**Extract to read**
-.-.-
4. In addition to traditional security measures,
Morocco's King Mohammed VI has promoted significant
efforts to reduce extremism and dissuade individuals
from becoming radicalized. Each Ramadan, for
example, the King hosts a series of religious
lectures, inviting Muslim speakers from around the
world to promote moderate and peaceful religious
interpretations. In his Throne Day speech in July,
the King highlighted the moderate and tolerant
nature of the Sunni Malekite rite, which, he
emphasized, forms an integral part of Moroccan
identity. After the 2003 Casablanca bombings,
Morocco increasingly focused on upgrading places of
worship, modernizing the teaching of Islam, and
strengthening the Ministry of Endowments and Islamic
Affairs (MOIA). Under the MOIA, the pioneering
experiment, begun in 2007, of training and using
women as spiritual guides continued. Morocco also
formed a Council of Ulema for Europe to train and
send Moroccan imams and women spiritual guides to
counter extremist messages in Moroccan expatriate
communities in Europe.
-.-.-
**Stated exercise**
According to the passage on Morocco's efforts against extremism, in what year did the experiment of training and using women as spiritual guides begin? The listing comes from a separate source.

**Data extract**
-.-.-
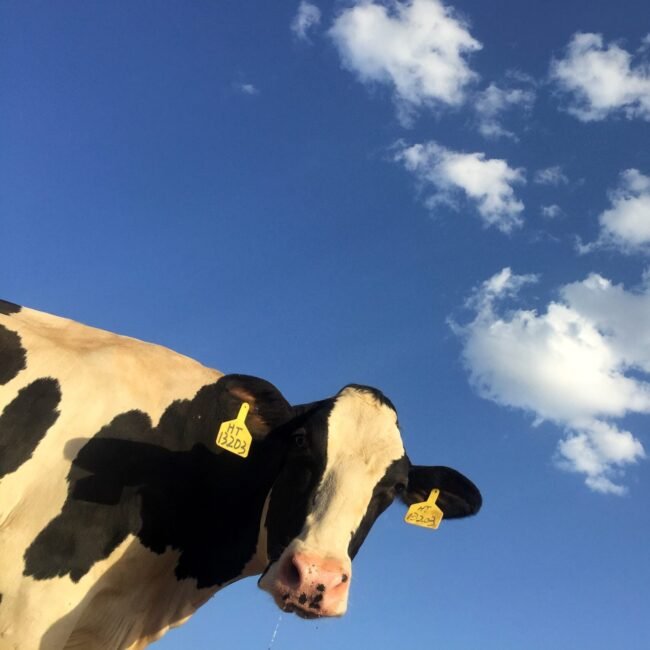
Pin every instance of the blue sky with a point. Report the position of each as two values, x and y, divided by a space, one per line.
-.-.-
**Exercise answer**
2007